▶ _Problem details_: Copy every record below exactly.

Saved data entries:
━━━━━━━━━━

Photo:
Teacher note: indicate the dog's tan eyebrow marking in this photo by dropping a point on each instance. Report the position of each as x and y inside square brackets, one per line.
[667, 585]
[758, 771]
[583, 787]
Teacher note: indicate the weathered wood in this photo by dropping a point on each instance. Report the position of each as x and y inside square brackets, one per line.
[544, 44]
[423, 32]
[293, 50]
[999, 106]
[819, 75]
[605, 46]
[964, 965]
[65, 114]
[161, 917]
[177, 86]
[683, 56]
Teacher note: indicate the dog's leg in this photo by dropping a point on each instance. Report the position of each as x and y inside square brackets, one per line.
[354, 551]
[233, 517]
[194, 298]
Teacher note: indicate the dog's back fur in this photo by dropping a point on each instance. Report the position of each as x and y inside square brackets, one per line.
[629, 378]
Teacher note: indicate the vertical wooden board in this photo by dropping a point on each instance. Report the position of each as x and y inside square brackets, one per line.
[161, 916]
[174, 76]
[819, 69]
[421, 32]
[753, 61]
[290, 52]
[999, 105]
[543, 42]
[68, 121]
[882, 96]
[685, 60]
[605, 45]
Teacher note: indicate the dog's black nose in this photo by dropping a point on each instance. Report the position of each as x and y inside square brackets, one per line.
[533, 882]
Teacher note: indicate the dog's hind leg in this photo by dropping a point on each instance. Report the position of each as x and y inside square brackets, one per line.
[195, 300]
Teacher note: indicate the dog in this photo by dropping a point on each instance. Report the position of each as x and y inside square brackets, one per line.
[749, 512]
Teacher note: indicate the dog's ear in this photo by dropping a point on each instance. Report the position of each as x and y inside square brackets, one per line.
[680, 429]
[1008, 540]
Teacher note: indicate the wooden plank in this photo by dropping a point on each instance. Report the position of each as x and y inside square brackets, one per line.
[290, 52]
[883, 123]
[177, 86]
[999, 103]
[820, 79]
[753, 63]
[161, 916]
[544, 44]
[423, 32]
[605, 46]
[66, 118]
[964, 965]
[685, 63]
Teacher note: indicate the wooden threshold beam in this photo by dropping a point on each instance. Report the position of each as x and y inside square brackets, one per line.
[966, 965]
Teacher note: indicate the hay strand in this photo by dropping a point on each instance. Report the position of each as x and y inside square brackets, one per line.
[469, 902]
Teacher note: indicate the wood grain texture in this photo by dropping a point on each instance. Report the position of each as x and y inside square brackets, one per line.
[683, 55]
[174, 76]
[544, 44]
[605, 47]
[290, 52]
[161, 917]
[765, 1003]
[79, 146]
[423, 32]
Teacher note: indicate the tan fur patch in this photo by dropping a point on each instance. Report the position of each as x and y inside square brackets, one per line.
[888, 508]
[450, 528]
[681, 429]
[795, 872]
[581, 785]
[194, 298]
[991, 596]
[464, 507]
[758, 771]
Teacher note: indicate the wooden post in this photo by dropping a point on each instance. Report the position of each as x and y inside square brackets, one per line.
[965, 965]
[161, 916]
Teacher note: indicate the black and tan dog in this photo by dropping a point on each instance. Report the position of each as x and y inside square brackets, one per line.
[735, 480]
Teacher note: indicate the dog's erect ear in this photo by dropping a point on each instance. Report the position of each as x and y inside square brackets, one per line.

━━━━━━━━━━

▶ _Result_:
Photo:
Teacher note: indicate the dog's tan eyebrow marking in this photo by dropping a point on each instance. Report the position of each as x and y inside square brackets, one per line.
[667, 585]
[758, 771]
[583, 787]
Teacher note: indicate the weathered wood in this photo by dropping a point on each instance. Report the position of each as x and y inside square brackets, one per line.
[544, 44]
[423, 32]
[293, 50]
[999, 106]
[819, 75]
[605, 46]
[964, 965]
[65, 114]
[161, 917]
[177, 86]
[683, 56]
Teacher note: indicate the dog's leg in this photo by dropping a point on each instance. Report the position of each as x and y inside square brackets, one per line.
[354, 551]
[233, 517]
[194, 298]
Teacher note: indicate the dog's back fur in this photo by dropping a point on each instance. Report the position of each as x and y inside square brackets, one per line.
[629, 378]
Teacher note: indicate the vertical wooden board in this photo by dropping a point on each instance. Report the position of each as x and y inside square brackets, one per line.
[161, 916]
[174, 76]
[819, 69]
[421, 32]
[753, 61]
[290, 52]
[999, 105]
[543, 42]
[68, 121]
[882, 96]
[685, 60]
[605, 45]
Teacher note: indicate the dog's black nose in this photo by dropping a point on each instance. Report the position of each as x and y inside square brackets, one per line.
[533, 882]
Teacher note: indicate the dog's hind leg in this photo by dropping a point on each instance. Report the position of each as x and y inside square brackets, one per line.
[195, 300]
Teacher note: indicate the dog in this photo by dropping a point on each instance. Report the position of each as x and y inside square brackets, one per line.
[749, 512]
Teacher note: indicate the dog's ear in this photo by dropping a point on each instance. Report the position of each as x and y inside square brackets, one per line.
[680, 429]
[1008, 540]
Teacher note: indicate the wooden plank in this photo by dropping a point on each instance. Report the position of each as x and y inside square brackets, one per line.
[290, 52]
[883, 123]
[177, 86]
[999, 103]
[820, 79]
[753, 63]
[161, 916]
[544, 44]
[423, 32]
[605, 46]
[66, 118]
[964, 965]
[685, 63]
Teacher note: indicate the wooden threshold beam in this photo by dropping a point on each instance. Report the position of each as x and y inside square brackets, one per line.
[966, 965]
Teacher note: indicate the hay strand in this photo by dropping a point on each instance. Report the position of each as x and y inside square brackets, one per line.
[469, 902]
Teacher note: indicate the wood grain texture in this photo by dropping a point on each instance. Report the position of each as x and y inside square brackets, one per line.
[683, 55]
[174, 76]
[544, 44]
[605, 47]
[290, 52]
[161, 917]
[765, 1003]
[79, 146]
[423, 32]
Teacher note: indicate the tan fur patch in this photo by dropping a point on each instance. Report the position of each as x and y inside square brackets, one per line.
[888, 508]
[450, 528]
[681, 429]
[795, 872]
[581, 785]
[194, 298]
[991, 596]
[464, 507]
[758, 771]
Teacher note: indicate the wooden post in this photo by dropping a point on each instance. Report the position of each as x and y inside square brackets, one per line.
[965, 965]
[161, 916]
Teacher note: indicate the black and tan dog in this photo by dropping a point on each instance. Report the position of each as x and y inside square brackets, one per line.
[735, 480]
Teacher note: indicate the dog's erect ear in this photo by dropping a point on each instance. Report the position of each as x and y inside square brackets, one per line.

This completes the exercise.